Guerre. Histoires d’Ukraine

Les Ukrainiens racontent comment ils vivent pendant la guerre

« Ils peuvent tuer juste comme ça, et il n’y a aucune logique là-dedans », Li Biletska, 27 ans, Kherson

par | 8 mars 2022 | Guerre. Histoires d'Ukraine, Kherson

 

Quelques jours avant la guerre, Li Biletska, 27 ans, de Kherson, a acheté deux cours de formation à l’étranger : elle voulait étudier le blogging et la photographie. Ces cours continuent mais sans elle, Li n’est plus à la hauteur du développement professionnel. Elle est à Kherson, une ville temporairement occupée par les russes. Occupée depuis sept jours. Chaque jour, Li se rend à des manifestations pro-ukrainiens parce qu’elle ne peut s’empêcher d’y aller. Elle laisse sa fille de 4 ans chez elle avec son mari. Ou c’est lui qui va et Li reste à la maison avec leur enfant. Ils agissent de manière à ce que seulement l’un des époux prenne le risque afin qu’en aucun cas leur fille ne reste sans soutien.

« La première manifestation a commencé par une fusillade en l’air. Il s’est trouvé que les russes ont tenté d’arrêter un participant mais il a été défendu par toute la foule. Je pense que c’est en cela que nous sommes différents des russes : nous nous protégeons les uns les autres en nous serrant les coudes. »

▶ Données sources
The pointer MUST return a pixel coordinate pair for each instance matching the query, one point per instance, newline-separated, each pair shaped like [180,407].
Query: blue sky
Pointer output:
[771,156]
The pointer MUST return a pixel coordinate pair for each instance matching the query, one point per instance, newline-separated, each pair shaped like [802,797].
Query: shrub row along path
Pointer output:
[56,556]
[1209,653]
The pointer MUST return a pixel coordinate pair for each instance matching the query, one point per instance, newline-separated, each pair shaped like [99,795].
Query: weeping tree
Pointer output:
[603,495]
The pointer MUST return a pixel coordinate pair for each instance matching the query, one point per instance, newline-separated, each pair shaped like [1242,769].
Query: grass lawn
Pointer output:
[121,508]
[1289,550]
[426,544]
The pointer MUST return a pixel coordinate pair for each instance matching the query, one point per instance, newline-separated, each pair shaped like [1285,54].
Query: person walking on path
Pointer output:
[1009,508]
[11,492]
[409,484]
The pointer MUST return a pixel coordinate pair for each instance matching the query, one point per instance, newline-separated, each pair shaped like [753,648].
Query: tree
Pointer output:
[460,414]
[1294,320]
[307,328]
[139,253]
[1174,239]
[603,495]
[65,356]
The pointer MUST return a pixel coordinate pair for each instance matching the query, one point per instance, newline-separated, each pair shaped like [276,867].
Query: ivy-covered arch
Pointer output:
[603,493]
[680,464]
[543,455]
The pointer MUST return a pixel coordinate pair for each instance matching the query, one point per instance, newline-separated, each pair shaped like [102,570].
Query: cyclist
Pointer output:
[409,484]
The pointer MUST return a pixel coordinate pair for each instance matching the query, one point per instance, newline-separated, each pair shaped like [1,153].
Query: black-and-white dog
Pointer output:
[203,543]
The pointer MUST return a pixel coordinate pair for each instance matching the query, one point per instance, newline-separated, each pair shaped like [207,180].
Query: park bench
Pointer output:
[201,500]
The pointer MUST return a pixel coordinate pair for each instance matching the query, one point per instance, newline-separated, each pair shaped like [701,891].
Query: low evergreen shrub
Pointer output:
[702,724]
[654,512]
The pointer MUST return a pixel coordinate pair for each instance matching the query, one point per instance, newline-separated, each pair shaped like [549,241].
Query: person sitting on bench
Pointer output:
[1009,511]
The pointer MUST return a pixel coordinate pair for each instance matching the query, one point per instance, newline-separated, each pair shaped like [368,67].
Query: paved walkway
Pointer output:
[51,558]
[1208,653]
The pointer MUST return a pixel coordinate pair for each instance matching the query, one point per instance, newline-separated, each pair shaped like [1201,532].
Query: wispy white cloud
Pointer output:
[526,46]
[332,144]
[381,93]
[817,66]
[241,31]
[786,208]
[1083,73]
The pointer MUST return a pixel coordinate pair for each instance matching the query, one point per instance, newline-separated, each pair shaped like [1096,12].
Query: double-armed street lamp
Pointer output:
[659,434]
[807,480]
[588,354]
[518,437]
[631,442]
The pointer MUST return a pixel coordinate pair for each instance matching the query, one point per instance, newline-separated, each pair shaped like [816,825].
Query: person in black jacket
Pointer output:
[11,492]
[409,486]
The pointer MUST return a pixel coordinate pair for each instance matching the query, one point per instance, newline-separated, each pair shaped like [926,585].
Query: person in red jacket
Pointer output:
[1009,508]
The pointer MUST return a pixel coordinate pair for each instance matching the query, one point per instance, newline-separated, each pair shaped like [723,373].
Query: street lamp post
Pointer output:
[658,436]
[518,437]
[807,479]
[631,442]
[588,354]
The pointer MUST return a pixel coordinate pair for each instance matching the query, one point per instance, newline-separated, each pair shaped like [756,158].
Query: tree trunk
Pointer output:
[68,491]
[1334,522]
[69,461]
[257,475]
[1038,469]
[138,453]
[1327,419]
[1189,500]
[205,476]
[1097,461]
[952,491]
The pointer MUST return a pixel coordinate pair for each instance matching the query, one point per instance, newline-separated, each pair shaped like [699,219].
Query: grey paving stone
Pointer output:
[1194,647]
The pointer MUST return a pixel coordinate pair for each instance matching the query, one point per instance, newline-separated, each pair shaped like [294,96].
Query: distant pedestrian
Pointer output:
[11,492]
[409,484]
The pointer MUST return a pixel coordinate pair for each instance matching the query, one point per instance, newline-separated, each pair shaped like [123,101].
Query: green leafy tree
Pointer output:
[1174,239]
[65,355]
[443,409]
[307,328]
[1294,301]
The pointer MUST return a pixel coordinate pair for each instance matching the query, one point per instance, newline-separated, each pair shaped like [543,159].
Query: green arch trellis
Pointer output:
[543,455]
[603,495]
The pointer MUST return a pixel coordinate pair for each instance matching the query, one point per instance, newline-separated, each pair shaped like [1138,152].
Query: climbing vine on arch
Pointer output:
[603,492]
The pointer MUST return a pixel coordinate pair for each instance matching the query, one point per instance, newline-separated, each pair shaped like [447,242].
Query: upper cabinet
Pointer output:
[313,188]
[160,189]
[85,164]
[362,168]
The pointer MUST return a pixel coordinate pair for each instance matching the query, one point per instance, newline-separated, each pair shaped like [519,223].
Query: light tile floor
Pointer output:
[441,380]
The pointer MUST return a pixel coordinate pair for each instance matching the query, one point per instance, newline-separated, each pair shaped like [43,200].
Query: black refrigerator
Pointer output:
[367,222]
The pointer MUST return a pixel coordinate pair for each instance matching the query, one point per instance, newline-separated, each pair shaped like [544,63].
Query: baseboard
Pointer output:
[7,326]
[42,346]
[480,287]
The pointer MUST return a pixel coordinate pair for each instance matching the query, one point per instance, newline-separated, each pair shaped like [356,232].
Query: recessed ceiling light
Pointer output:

▶ Exercices
• a. D'après l'extrait sur Li Biletska, qu'avait-elle acheté quelques jours avant la guerre ?
• b. Écrivez la suite de l'extrait sur Li Biletska à Kherson, à partir de sa dernière phrase.
Les entrées ne servent à rien ici.

▶ Réponses
• a. Deux cours de formation à l'étranger, pour étudier le blogging et la photographie.

• b.
Dans les premiers jours de la guerre, un chasseur ennemi a survolé la maison de Li. « Mon mari et moi avons entendu un bruit fort. En croyant qu’il s’agissait d’un bombardement, nous avons instinctivement sauté sur notre fille pour tenter de la protéger. C’était très effrayant », se souvient-elle.

La maison où vivent Li, son mari et leur fille n’est pas située dans la zone touchée : les principaux combats ont lieu près du pont et à l’entrée de la ville. Cependant, le premier jour, les occupants ont fusillé des dizaines de civils dans les rues. On ne sait pas où ils vont tirer la prochaine fois.

« Dans la zone résidentielle de Kherson, un char russe a tiré sur un immeuble résidentiel juste pour le plaisir. C’est très effrayant parce qu’on ne peut pas du tout être responsable de notre propre sécurité. Ils peuvent tuer juste comme ça, et il n’y a aucune logique là-dedans », explique Li. 

Les russes ne laissent pas livrer les médicaments et la nourriture à Kherson, donc la ville vie de ses réserves. Quelques magasins fonctionnent encore mais les files d’attente sont longues et les rayons sont presque vides.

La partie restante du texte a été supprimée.